ESTRATTO →
Il vuoto nella stanza. Da una fotografia di Fariha


Dhaka, Luglio 2022. © Fariha Jannat Mim


Vagando su Instagram mi è capitato di trovare, attraverso una pagina di donne asiatiche che fanno Street Photography, il profilo di un'interessantissima fotografa del Bangladesh, Fariha Jannat Mim.

Ho iniziato a guardare le sue fotografie in cui ci sono molto spesso figure femminili come soggetto.

Tra tutte queste immagini mi ha colpito una in particolare.

Da quella condivisione è nata una lunga discussione e direi, anche un'amicizia. Potere moderno dei social media.

È una fotografia di cui potrei parlare veramente a lungo, sotto diversi punti di vista.

Mi piace condividere con voi le mie impressioni.



È una foto scattata a Dhaka, in un interno, nel luglio del 2022.

Ritrae tre donne, o meglio tre parti di donne, in bianco e nero.

Prima di sapere la storia dietro l'immagine ho detto a Fariha cosa mi faceva venire in mente e la sua meraviglia per la descrizione precisa ha poi fatto nascere la nostra amicizia.

Prima di tutto, in modo un po' sfrontato, ho sempre pensato che esista un tocco femminile nelle fotografie; o meglio, capita raramente, però a volte è possibile capire (o sentire) che una certa fotografia è stata scattata da una donna. Sarà un fatto di sensibilità, di “essere nella scena”, che è molto femminile.

L'esempio che mi viene sempre in mente sono le fotografie scattate da Mary Ellen Mark nel bordello indiano a Falkland Road, di cui ho già parlato a lungo in questo Blog.

La vicinanza e la “nudità” dell'anima, più che dei corpi, delle prostitute a pochi metri dalla fotografa lasciano la sensazione che solo uno sguardo femminile, privo di ogni pre-giudizio, come quello della Mark, potesse raggiungere un così alto livello di prossimità.

ELENCO DEI DATI →

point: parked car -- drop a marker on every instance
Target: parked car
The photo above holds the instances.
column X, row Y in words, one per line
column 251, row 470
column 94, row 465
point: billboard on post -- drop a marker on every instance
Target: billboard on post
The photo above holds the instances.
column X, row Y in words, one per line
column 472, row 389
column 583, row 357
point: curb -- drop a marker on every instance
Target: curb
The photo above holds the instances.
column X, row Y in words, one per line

* * *

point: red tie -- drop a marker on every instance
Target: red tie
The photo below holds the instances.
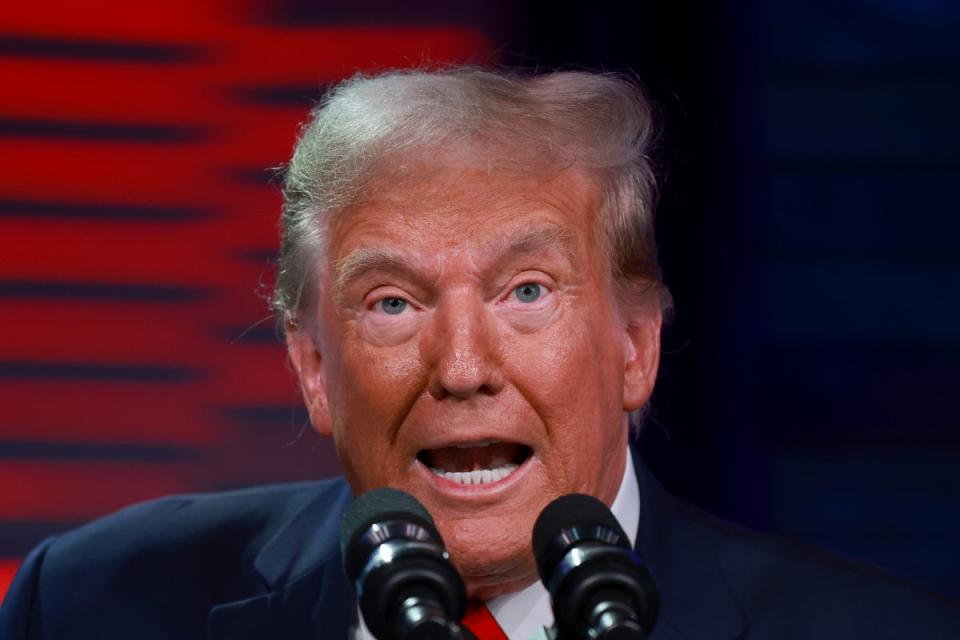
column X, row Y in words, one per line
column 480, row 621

DA SVOLGERE →
1. Ripeti senza alcuna modifica la parte dell'estratto sulla fotografia di Fariha Jannat Mim che va da "Da quella condivisione" fino a "bianco e nero.", quest'ultimo compreso.
2. Per favore, prosegui l'estratto sulla fotografia di Fariha Jannat Mim, riprendendo subito dopo la sua ultima frase.
Le voci dell'elenco non hanno alcun ruolo in questo lavoro.

RISPOSTE AI COMPITI →
1.
Da quella condivisione è nata una lunga discussione e direi, anche un'amicizia. Potere moderno dei social media.

È una fotografia di cui potrei parlare veramente a lungo, sotto diversi punti di vista.

Mi piace condividere con voi le mie impressioni.



È una foto scattata a Dhaka, in un interno, nel luglio del 2022.

Ritrae tre donne, o meglio tre parti di donne, in bianco e nero.

2.
Bene, questa stessa sensazione mi ha subito dato la foto di Fariha.

E forse il segreto sta proprio in quel piede sul letto, che si capisce essere quello della fotografa.

Lei mi ha confessato che quando l'ha visto nel riquadro avrebbe voluto toglierlo ma alla fine l'ha lasciato entrare in scena.

Scelta azzeccata.

Non solo perché aumenta la profondità dell'immagine, perché rivela la sua presenza, ci fa capire che sta scattando da seduta davanti alle due donne, ma perché ci dice che lei è una loro amica. C'è una profonda intimità.

C'è una donna seduta per terra con il volto appoggiato sul ginocchio di un'altra donna di cui si vede solo la mano che l'accarezza. La donna in terra ha gli occhi chiusi, ma si capisce che lo sguardo è pesante.

È il momento intimo di una donna che forse sta raccontando di un suo problema alle amiche che la consolano.

“Kotha”, si dice in lingua bangla, i discorsi, le chiacchere.

Quel momento puramente femminile di confessione e consolazione.



Fariha mi ha poi confermato che è esattamente quello che era successo. Due sue amiche che abitano con  lei  nella stessa casa che si sono ritrovate nella stanza di una di loro per condividere dei problemi. E grazie a quel piede sembra che noi abbiamo il privilegio di sedere alla sinistra della fotografa: si capisce la sua posizione dalla prospettiva dello sguardo e dal fatto che è il piede destro.

Ci fa assistere a questa scena che altrimenti sarebbe rimasta l'attimo privato di tre amiche.

Qualsiasi fotografo estraneo alle donne non avrebbe mai lasciato il proprio piede nella scena, così come si sta sempre attenti anche a non fare entrare la propria ombra.

Ecco, l'intimità di questa foto è molto, molto femminile. Delicata.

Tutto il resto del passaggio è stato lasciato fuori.